Stored data
▼

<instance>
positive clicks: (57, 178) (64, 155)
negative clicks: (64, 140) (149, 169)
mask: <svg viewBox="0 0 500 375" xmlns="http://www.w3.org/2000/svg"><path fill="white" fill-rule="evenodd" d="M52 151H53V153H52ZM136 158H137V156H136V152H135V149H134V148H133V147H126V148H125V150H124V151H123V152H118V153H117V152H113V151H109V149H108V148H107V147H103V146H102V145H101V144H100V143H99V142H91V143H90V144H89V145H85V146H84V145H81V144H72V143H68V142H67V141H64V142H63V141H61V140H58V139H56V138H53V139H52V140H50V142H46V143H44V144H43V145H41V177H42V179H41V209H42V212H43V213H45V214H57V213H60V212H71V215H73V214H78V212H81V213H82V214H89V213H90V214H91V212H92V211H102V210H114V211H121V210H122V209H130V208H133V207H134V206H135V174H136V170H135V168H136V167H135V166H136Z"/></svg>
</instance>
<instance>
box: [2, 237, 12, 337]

▲

▶ _WHAT TO DO_
Each entry needs to be written out again, exactly as given.

▶ _YOUR SOLUTION_
<instance>
positive clicks: (57, 178) (64, 155)
negative clicks: (64, 140) (149, 169)
mask: <svg viewBox="0 0 500 375" xmlns="http://www.w3.org/2000/svg"><path fill="white" fill-rule="evenodd" d="M52 151H53V153H52ZM136 158H137V156H136V152H135V149H134V148H133V147H126V148H125V150H124V151H123V152H118V153H117V152H113V151H109V149H108V148H107V147H103V146H102V145H101V144H100V143H99V142H91V143H90V144H89V145H85V146H84V145H81V144H72V143H68V142H67V141H64V142H63V141H61V140H58V139H56V138H53V139H52V140H50V142H46V143H44V144H43V145H41V177H42V179H41V209H42V212H43V213H45V214H57V213H60V212H71V215H73V214H78V212H81V213H82V214H89V213H90V214H91V212H92V211H102V210H114V211H121V210H122V209H130V208H133V207H134V206H135V174H136V170H135V168H136V167H135V166H136Z"/></svg>
</instance>
<instance>
box: [2, 237, 12, 337]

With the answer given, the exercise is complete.